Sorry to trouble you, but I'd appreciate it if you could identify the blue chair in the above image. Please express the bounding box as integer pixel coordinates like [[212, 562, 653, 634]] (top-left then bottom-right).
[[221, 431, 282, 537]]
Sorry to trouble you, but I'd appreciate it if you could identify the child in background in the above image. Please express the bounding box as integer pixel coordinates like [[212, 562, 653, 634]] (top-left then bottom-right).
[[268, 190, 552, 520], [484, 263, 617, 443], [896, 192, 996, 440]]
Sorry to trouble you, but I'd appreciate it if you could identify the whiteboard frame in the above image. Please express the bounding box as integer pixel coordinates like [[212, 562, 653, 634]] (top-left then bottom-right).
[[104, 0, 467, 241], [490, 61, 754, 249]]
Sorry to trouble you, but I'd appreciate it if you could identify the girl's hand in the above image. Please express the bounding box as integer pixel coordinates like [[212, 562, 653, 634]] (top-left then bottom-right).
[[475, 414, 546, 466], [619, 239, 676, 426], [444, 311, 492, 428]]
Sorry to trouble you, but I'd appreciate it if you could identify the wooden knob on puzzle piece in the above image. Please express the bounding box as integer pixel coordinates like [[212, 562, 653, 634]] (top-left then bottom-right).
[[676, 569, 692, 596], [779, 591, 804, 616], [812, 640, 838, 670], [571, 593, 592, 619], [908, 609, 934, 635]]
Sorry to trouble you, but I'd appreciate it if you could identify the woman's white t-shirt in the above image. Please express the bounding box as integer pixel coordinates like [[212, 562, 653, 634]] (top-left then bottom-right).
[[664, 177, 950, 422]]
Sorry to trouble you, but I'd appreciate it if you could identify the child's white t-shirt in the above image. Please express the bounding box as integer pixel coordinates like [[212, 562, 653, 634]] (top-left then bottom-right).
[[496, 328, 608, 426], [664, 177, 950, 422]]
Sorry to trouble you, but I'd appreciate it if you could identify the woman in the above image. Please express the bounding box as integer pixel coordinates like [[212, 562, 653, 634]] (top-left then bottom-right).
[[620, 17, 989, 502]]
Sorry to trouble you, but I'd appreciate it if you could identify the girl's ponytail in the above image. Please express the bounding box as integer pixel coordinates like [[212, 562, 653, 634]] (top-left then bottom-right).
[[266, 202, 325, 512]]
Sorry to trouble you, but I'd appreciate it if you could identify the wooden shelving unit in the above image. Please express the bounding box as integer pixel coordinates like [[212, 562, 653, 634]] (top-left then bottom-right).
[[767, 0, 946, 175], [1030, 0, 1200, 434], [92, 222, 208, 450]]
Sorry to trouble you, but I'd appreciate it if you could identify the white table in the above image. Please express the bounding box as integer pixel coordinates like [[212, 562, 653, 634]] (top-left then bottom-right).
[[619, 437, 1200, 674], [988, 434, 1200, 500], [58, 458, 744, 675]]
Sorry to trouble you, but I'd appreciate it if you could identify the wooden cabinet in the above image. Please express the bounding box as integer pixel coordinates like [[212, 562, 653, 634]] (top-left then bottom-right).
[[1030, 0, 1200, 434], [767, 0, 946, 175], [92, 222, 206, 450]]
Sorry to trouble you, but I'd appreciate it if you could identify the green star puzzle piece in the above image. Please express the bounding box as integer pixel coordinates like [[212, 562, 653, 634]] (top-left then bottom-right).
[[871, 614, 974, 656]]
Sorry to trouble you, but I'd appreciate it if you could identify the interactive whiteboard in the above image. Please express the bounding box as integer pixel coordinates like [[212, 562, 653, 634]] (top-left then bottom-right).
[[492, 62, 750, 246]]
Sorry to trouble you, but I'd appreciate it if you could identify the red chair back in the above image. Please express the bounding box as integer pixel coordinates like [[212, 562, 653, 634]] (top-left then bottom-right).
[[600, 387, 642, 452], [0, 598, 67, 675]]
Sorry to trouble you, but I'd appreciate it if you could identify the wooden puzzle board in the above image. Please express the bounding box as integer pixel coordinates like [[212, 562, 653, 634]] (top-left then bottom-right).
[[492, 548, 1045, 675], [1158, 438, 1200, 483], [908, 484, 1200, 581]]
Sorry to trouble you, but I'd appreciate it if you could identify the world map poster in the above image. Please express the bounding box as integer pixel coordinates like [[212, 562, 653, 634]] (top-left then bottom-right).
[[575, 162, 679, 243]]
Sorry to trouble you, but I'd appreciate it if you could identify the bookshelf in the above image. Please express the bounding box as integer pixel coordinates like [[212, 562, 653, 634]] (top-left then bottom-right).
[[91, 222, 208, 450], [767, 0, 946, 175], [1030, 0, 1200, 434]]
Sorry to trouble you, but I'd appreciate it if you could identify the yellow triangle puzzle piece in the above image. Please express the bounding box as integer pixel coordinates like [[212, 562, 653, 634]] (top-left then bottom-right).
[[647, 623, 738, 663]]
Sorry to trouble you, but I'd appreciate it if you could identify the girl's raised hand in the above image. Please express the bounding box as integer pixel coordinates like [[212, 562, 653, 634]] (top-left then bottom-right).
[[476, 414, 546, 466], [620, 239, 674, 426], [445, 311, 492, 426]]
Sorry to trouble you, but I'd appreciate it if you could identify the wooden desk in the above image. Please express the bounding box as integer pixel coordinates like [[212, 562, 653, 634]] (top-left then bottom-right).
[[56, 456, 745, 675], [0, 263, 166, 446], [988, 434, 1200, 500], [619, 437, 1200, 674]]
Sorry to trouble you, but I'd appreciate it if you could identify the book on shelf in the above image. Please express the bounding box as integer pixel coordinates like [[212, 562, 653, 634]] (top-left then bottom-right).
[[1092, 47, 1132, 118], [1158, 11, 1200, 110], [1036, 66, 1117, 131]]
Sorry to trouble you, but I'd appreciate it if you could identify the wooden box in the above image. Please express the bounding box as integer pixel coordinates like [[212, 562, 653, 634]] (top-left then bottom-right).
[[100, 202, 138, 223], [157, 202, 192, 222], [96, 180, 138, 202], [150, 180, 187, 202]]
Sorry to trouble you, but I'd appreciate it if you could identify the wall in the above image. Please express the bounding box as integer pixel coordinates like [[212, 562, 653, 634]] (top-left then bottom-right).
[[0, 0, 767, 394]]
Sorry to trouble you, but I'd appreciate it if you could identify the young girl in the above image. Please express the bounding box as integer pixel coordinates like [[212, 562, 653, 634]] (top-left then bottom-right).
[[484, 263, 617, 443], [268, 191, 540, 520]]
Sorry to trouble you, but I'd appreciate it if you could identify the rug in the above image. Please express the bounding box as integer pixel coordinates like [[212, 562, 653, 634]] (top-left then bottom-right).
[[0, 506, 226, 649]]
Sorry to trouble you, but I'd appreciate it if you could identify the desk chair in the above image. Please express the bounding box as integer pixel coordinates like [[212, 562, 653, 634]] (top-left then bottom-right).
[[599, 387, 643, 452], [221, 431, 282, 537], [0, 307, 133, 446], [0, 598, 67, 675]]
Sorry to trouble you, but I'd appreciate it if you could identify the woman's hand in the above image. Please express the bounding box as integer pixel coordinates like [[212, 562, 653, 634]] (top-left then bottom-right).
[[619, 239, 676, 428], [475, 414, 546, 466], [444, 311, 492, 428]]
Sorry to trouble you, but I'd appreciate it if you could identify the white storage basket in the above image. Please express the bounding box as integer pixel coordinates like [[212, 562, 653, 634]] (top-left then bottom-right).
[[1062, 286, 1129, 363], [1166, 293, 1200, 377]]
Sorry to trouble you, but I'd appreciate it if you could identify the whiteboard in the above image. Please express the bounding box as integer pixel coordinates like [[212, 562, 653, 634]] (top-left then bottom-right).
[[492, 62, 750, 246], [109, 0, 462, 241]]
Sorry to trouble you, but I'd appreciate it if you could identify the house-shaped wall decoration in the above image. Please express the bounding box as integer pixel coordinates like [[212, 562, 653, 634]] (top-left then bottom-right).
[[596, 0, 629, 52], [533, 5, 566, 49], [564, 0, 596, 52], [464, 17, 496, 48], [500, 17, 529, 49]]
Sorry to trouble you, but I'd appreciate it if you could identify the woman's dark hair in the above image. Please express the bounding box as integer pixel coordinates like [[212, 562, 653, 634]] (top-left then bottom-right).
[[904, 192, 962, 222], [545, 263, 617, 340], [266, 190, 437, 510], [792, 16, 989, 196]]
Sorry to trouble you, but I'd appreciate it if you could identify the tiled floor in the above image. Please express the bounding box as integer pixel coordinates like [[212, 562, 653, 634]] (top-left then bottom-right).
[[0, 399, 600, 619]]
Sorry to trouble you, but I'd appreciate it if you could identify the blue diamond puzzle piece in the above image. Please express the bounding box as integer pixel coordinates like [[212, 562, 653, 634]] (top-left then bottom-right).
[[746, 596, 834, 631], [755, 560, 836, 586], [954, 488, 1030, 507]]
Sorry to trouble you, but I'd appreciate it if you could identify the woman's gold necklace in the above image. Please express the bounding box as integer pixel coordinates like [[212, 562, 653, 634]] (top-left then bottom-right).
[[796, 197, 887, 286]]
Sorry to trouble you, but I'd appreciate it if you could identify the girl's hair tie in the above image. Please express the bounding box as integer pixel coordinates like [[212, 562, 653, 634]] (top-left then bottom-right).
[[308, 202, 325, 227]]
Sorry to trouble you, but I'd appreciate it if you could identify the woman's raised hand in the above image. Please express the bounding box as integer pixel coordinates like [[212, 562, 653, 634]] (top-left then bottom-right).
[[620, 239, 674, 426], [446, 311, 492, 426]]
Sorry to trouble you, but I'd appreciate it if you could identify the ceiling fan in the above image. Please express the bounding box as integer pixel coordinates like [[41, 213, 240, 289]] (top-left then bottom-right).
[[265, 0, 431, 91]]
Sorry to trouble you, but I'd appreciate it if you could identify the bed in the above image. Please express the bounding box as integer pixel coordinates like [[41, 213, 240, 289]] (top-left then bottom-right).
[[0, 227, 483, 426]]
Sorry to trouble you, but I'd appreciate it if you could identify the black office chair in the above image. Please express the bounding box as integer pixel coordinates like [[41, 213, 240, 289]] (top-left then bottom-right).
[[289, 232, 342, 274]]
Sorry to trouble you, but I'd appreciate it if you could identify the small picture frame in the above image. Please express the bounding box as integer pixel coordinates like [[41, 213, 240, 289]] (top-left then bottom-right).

··········

What is expected:
Put the data from its first line through the line containing "[[104, 0, 467, 241], [490, 61, 754, 249]]" into a Markdown table with the columns Row and Data line, numbering each row and omitting blank lines.

Answer below:
| Row | Data line |
|---|---|
| 1 | Sorry to trouble you, but I'd appreciate it if you could identify the blue chair in the above image. Please express the bounding box as integer pixel coordinates like [[212, 562, 653, 634]] (top-left then bottom-right). |
| 2 | [[221, 431, 282, 537]] |
| 3 | Sorry to trouble you, but I'd appreciate it if you could identify the child in background in the above image. Please express the bounding box as integer pixel coordinates like [[212, 562, 653, 634]] (top-left then bottom-right). |
| 4 | [[268, 190, 552, 520], [484, 263, 617, 443], [896, 192, 996, 440]] |
| 5 | Sorry to trouble you, but I'd appreciate it if you could identify the whiteboard frame in the above image. Please express the bounding box as integer pixel coordinates like [[212, 562, 653, 634]] (top-left then bottom-right). |
| 6 | [[104, 0, 467, 241], [490, 61, 754, 249]] |